> TEXT EXCERPT
[START]

Stereo correspondence – the computation of a disparity map from two rectified input images – is a long-standing problem in computer vision that has seen a large variety of techniques published over the last few decades [3, 43]. While our approach is not primarily aimed at computing just stereo disparity maps, as we also compute 3D scene flow over time, our approach can be adapted to stereo reconstruction by disabling the temporal component. We therefore start by briefly reviewing the most relevant work from the stereo literature. The first real-time approaches for stereo correspondence required custom hardware [7], but the advent of graphics processing units (GPUs) made it even easier to achieve real-time performance. At first, techniques implemented simple local stereo matching approaches with different cost aggregation schemes such as sum-of-squared-differences [57], adaptive aggregation [51] or others [18]. Later, more advanced stereo matching techniques were also ported and adjusted to work efficiently on GPUs, such as hierarchical belief propagation [56] or adaptive support weights using the bilateral grid [41]. However, these approaches often sacrifice quality for speed, which is an inherent trade-off. High-resolution, high-quality disparity maps can for example be computed with approaches based on bilateral space stereo [4] or mesh-based image warping [44, 45, 60, 8]. Most recently, deep neural networks have shown remarkable performance in stereo correspondence finding [32, 59, 11], and even directly estimating homographies [13].

The goal of scene flow techniques is to compute the motion within a scene over time, for every visible 3D point between two time steps. Many approaches have been proposed in recent years for computing scene flow from different visual input modalities, in particular RGB or RGB-D videos. The proposed approaches include voxel coloring based on controlled multi-view camera setups [49], tracking of points and surfels [14], growing of correspondence seeds [10], non-rigid scene registration [5], particle-based estimation [19], semi-global [55] or wide-baseline matching [40]. The most common class of scene flow approaches, including ours, are variational methods, for both RGB [24, 37, 39, 47, 52, 6, 25] and RGB-D inputs [16, 46, 27], as they provide dense, continuous and strongly regularized solutions.

[END]

> STATED GOAL 1
Count how many lines in the rows below contain the string "sheer", with case counting, and give only that number.

> DATA SUPPLIED
[START]

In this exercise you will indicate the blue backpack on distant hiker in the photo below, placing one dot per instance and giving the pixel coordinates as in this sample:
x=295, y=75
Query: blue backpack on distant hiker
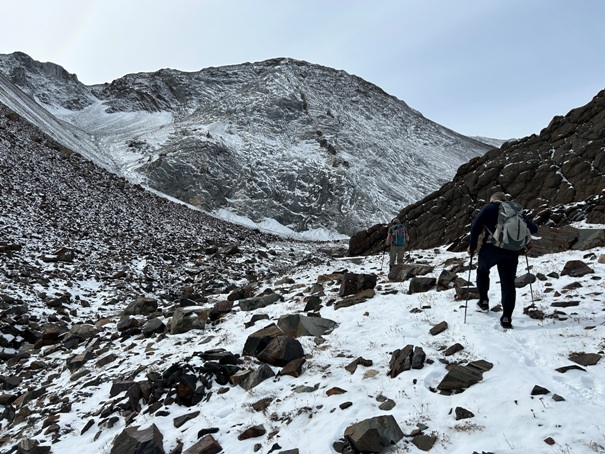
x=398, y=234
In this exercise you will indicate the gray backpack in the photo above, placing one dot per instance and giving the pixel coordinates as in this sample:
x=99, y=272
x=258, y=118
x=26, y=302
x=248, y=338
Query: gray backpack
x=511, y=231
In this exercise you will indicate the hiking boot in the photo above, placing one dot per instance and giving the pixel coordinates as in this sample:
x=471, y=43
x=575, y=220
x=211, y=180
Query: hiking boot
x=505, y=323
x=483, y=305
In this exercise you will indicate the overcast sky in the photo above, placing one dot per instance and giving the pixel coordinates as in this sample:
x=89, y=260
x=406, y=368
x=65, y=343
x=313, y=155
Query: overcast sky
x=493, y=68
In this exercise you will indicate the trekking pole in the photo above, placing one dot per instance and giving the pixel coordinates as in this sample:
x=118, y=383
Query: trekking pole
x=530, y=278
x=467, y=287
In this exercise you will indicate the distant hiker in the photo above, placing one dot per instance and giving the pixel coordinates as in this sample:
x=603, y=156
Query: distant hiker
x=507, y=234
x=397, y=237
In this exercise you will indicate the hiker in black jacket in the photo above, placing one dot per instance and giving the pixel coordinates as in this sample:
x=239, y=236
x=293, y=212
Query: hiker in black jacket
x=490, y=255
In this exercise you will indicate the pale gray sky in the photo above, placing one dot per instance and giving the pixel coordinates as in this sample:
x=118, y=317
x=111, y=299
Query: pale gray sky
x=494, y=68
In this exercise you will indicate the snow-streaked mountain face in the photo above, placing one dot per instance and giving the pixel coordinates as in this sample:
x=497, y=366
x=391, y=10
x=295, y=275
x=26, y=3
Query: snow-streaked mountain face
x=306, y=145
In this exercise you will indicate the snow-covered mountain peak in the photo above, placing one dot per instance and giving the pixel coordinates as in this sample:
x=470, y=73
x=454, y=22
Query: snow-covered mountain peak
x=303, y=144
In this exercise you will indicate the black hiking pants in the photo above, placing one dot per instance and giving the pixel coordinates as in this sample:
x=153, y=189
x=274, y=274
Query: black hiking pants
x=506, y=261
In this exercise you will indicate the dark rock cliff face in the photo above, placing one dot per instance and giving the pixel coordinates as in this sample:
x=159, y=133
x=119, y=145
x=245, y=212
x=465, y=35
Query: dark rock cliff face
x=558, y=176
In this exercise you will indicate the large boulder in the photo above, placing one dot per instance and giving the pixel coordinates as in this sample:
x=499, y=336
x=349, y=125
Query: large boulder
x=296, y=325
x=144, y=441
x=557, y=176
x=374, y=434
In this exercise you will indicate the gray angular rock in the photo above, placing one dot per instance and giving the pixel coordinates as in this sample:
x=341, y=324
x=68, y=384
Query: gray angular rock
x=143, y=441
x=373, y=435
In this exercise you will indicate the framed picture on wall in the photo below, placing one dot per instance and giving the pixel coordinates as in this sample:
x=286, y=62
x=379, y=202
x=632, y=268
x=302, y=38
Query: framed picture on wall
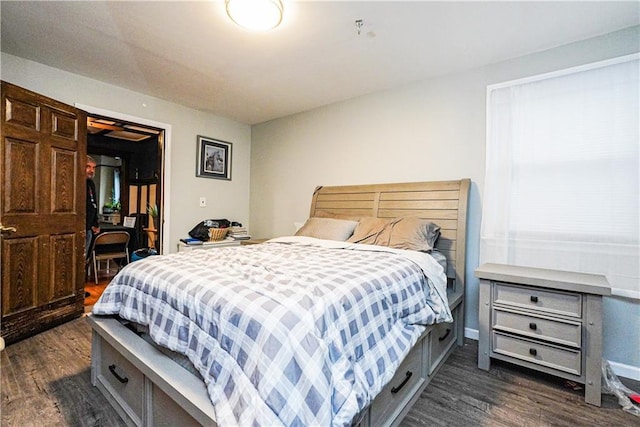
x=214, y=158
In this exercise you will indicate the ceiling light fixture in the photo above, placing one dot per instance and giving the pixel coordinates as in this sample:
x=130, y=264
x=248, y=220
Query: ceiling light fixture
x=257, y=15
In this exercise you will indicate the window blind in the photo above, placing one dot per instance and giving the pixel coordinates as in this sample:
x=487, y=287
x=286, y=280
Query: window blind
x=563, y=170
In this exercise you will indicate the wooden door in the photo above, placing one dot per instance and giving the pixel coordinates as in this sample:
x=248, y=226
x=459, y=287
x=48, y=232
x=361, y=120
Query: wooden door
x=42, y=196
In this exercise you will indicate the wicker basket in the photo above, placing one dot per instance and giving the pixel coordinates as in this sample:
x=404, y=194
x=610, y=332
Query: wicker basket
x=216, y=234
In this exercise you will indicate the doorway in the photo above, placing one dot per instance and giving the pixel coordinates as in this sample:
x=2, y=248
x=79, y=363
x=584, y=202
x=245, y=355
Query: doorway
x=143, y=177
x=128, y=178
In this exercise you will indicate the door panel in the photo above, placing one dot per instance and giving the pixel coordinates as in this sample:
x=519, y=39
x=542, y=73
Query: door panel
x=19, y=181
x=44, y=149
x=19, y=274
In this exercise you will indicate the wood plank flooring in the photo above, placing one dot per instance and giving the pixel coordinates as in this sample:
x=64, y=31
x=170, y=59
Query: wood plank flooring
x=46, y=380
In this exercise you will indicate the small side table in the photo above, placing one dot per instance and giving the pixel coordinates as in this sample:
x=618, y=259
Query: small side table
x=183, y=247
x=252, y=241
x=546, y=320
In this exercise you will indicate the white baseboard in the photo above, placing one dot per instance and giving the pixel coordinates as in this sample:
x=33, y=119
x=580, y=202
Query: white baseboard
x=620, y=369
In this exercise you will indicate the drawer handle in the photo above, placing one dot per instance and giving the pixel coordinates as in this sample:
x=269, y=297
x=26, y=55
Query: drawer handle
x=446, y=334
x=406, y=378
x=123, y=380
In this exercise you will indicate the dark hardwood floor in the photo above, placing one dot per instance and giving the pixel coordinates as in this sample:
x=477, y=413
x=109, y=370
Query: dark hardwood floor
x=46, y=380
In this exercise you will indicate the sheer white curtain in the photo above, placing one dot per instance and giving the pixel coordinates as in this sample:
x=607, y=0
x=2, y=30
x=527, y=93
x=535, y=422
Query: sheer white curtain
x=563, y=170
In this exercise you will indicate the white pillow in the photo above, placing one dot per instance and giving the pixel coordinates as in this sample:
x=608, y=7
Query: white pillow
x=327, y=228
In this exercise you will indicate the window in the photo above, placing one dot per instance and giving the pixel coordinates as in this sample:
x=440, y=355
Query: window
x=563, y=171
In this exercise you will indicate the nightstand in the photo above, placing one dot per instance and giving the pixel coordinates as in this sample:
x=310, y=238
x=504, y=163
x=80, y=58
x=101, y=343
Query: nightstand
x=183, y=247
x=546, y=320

[END]

> STATED GOAL 2
Extend the passage above on stereo correspondence and scene flow, picking up right after its last sentence.

> OUTPUT 1
2

> OUTPUT 2
Many recent methods focus on estimating scene flow from RGB-D videos captured with consumer depth cameras [29, 22, 19, 23, 38, 16, 46, 27, 58]. Some of them also achieve real-time frame rates [26, 2], but in contrast to our RGB-based method, they use a special sensor to obtain depth maps. The best-performing methods on the (RGB-only) KITTI 2015 scene flow benchmark [34] enforce strong motion priors, like affine [62] or piece-wise rigid motions [50, 34] that are ideal for the driving scenario. However, our goal is to reconstruct general non-rigid dynamic scenes with a stereo camera pair, in which case many of these motion priors may be violated and counterproductive. Recently released datasets with synthetic ground truth also include non-rigid scenes [33]. Like most previous binocular RGB approaches [e.g. 47, 52], our technique computes scene flow between two consecutive time steps of stereo video. As opposed to the RGB-D domain, dense binocular RGB-only variational scene flow computation at true real-time frame rates of 30 Hz or more has not been shown so far. Wedel et al. [52] achieved 20 Hz for 320240 resolution videos using an implementation with a GPU and an FPGA.

Scene flow estimation is also connected to non-rigid structure-from-motion [e.g. 1, 20, 36, 42, 12, 64], although these approaches often apply strong motion priors and work best for small motions. Another area of work related to ours is spatiotemporal stereo matching [61, 41, 28], which generally assumes static camera setups. As discussed in the introduction, scene flow is an essential ingredient for many applications, such as free-viewpoint video [31], facial performance capture [48, 53], and motion understanding [52, 34]. Our work lifts the major computational barrier of previous scene flow approaches by demonstrating the first technique for real-time dense variational scene flow estimation from two RGB videos.

## 3 Variational Halfway Domain Scene Flow

Given two synchronized input camera streams (this can be achieved in hardware or software [e.g. 35, 21, 15, 17]), the goal of our dynamic scene reconstruction approach is to compute the dense 3D geometry and its motion over time. In all our live experiments, we use a custom commodity stereo rig built using two Logitech HD Pro C920 webcams. The captured live streams are assumed to be synchronized.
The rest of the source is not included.